** start Document extract **

Read In Xanadu Online

Authors: William Dalrymple

Tags: #Non Fiction, #Travel

In Xanadu (13 page)

Whether or not this was so, it was wonderful to have the freedom to speculate. In Europe detailed research has dropped a weighty academic veil between the amateur antiquarian and his ruins. He must tread carefully for he treads on someone's PhD. In contrast, the state of Cilician archaeology is only as advanced as its English equivalent was at the time of John Aubrey and William Stukeley, and the traveller can still write books of dilettante observations like Stukeley's
Itinerarium Curiosum,
without fear of being contradicted. He is on virgin territory.

I thought of the bloody Armenian chronicles that I had read in translation in the libraries of Cambridge. Very few of the castles mentioned have ever been identified with the small crumbling ruins which dot the plains and hilltops of Cilicia. Where is Binag, the castle of Sempad the Marshal? Where is Tchelganotz or the great monastery of Trazarg? After being caught and manacled in
flagrante delicto
on a clandestine visit to the brothels of Antioch, King Rupen was forced to retire here and spend his declining years in book illumination and penance. What has happened to Molevon, Neghir or Skevra? What of Maidzar? In 1245 the Armenians swept out of here and won a great victory against Kai Khusrau the Turk, but the Armenians have gone and its site lies forgotten.

From the top of the keep we looked out over the fertile Cilician plain, in Polo's day still a malarial swamp, 'by no means a healthy region, but grievously the reverse', and through the haze to the nearby Armenian citadels of Toprakkale and Yilan Kale, the Castle of the Snake. Below, a Yimik was cantering towards the nomad camp, throwing up a slipstream of dust, and between the purple tent tops small plumes of smoke were rising from the evening fires. The flat roofs of Sis lay to the left, partially obscured by the hillside, and behind us, the peaks of the Anti-Taurus rolled off towards the Cilician gates. On a distant slope you could just see a horse trap moving slowly uphill, pulling a tethered milk cow behind it.

After a while I broke the silence.

'We could be the first people to have seen this view for hundreds of years.' I said, moved to unusual lyricism.

** end Document extract **

→ Exercise directions:
Extend the travel passage about Cilicia, picking up right after its last sentence. The data that follows comes from a different source than the travel passage about Cilicia.

** start Record excerpts **

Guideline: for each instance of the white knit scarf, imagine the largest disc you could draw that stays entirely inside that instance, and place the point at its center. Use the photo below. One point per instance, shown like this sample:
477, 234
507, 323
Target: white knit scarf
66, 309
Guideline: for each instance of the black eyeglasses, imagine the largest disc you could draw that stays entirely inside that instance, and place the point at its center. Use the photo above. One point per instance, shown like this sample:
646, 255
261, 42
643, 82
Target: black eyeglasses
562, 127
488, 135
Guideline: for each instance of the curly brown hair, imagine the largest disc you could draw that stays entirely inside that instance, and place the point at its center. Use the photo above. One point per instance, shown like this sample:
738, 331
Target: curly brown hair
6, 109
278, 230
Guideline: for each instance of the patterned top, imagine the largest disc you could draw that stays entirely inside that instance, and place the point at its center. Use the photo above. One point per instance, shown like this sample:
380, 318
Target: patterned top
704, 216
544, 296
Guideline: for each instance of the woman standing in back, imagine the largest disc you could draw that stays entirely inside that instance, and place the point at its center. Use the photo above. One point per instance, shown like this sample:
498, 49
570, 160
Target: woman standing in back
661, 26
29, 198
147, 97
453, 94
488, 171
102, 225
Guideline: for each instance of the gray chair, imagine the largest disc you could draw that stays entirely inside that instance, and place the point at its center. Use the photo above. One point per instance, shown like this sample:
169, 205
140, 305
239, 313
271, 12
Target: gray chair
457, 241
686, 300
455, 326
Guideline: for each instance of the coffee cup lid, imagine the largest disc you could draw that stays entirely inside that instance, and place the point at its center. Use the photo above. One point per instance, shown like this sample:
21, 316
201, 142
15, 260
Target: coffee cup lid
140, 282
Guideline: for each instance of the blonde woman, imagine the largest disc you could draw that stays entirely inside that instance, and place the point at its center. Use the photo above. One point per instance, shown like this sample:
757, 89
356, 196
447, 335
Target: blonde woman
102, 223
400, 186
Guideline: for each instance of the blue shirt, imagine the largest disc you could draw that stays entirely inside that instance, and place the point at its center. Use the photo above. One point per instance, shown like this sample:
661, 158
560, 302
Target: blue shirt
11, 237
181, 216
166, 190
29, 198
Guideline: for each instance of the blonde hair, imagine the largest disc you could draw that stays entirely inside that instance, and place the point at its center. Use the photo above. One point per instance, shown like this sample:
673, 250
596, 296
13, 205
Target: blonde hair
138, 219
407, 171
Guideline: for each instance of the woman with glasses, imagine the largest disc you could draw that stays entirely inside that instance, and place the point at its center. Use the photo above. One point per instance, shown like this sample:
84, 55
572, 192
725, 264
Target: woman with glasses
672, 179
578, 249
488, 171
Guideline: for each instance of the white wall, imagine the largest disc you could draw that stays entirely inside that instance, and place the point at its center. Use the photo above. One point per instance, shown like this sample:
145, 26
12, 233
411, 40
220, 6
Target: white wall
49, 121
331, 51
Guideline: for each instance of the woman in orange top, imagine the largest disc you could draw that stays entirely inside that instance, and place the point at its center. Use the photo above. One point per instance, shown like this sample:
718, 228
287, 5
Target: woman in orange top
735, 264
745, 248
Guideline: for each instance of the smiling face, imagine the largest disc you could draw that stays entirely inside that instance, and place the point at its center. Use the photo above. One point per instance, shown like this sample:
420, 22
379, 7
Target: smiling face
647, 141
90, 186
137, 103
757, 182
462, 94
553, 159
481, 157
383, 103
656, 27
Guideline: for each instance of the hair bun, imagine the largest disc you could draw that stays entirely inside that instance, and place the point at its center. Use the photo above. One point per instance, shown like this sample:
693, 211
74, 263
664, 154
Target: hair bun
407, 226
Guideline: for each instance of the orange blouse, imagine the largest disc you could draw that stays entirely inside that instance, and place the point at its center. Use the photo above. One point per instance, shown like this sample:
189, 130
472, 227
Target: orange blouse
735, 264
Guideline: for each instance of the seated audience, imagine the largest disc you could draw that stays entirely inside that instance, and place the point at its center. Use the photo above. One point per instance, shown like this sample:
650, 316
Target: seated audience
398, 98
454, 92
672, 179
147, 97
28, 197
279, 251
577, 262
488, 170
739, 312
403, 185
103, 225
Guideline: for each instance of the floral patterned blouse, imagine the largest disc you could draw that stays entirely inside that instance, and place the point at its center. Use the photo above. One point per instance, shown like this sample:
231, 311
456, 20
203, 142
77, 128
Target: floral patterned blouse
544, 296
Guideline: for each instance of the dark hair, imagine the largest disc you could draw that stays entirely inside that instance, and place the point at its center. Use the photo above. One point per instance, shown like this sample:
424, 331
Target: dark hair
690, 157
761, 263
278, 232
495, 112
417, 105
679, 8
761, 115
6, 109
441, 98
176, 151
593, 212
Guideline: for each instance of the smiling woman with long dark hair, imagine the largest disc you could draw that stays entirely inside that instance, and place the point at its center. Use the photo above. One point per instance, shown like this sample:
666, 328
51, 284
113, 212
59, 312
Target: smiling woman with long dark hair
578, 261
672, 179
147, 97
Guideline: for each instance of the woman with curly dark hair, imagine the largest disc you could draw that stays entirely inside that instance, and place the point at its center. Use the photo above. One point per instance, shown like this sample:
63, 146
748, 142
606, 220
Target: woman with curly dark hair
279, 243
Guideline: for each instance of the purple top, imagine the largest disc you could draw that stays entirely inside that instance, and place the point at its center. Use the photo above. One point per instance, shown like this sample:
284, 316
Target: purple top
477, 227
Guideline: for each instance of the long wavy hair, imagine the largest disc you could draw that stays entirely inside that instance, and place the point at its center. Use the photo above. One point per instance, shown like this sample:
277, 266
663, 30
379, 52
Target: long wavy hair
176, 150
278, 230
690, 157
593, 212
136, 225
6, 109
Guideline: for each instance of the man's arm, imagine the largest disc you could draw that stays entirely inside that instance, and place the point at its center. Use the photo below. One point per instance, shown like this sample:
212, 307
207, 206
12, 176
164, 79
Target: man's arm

** end Record excerpts **

→ Response to the exercise:
'Balls.' said Laura. 'People come up here all the time.'

As she spoke, a pair of goatherds appeared with their flock from behind the citadel walls. We had not seen them climbing up behind us. nor, until that moment, had they seen us. They looked at each other and, intrigued, walked towards us to investigate further. The elder came very close, pointed, then bunt into fits of hysterics. His brother joined in and the pair rolled about on the keep's flagstone floor.

'It’s those shorts of yours,' said Laura disdainfully (referring to my precious pair of long, baggy empire-builders). I had the impression that the goatherds had found us both equally amusing, but kept a tactful silence and we set off downhill to collect our rucksacks.

Here we were given a more respectful reception. The cafe was now crowded with the (male)
jeunesse dore
of Sis, and we were sat down beneath a freize of posters of Sylvester Stallone and Madonna, and were plied with bottles of Coca-Cola. Twenty new pairs of stone-washed jeans clustered around.

'Or sir, may I ask question?'

'Certainly.'

'The English people. Do they need PT teachers?' 'Oh. there's an enormous demand. Everyday you read about the lack of PT teachers in the papers.' 'Oh sir.'

Another boy pushed forward.

Sir, sir. Do the English women want to marry Turkish men?' 'Ask Laura.'

'Madam. Do the English women want to marry Turkish men?'

'A few might,' said Laura, noncommittally.

'Sir -' it was the PT teacher again '- do you know aerobics?'

'No.'

'No?

'No.'

'No.'

'But all England knows aerobics. It is the modern method of keep fit.'

He looked genuinely shocked.

'Well you must know breakdance.'

'I know a little rock and roll,' replied Laura.

'Rock and roll,' said the boy, 'is very old fashioned. Do you know any other dance?'

I thought foolishly of the postcards of the Kaa'ba at Mecca that I had, at enormous expense, brought from a Pakistani grocery in Cambridge in order to try and woo my way into Muslim hearts. With a sheaf of Samantha Fox pin-ups Turkey could have been mine.

'Do you think they would like the Gay Gordons?' I asked Laura.

'Who is gay Gordon?' asked the PT teacher.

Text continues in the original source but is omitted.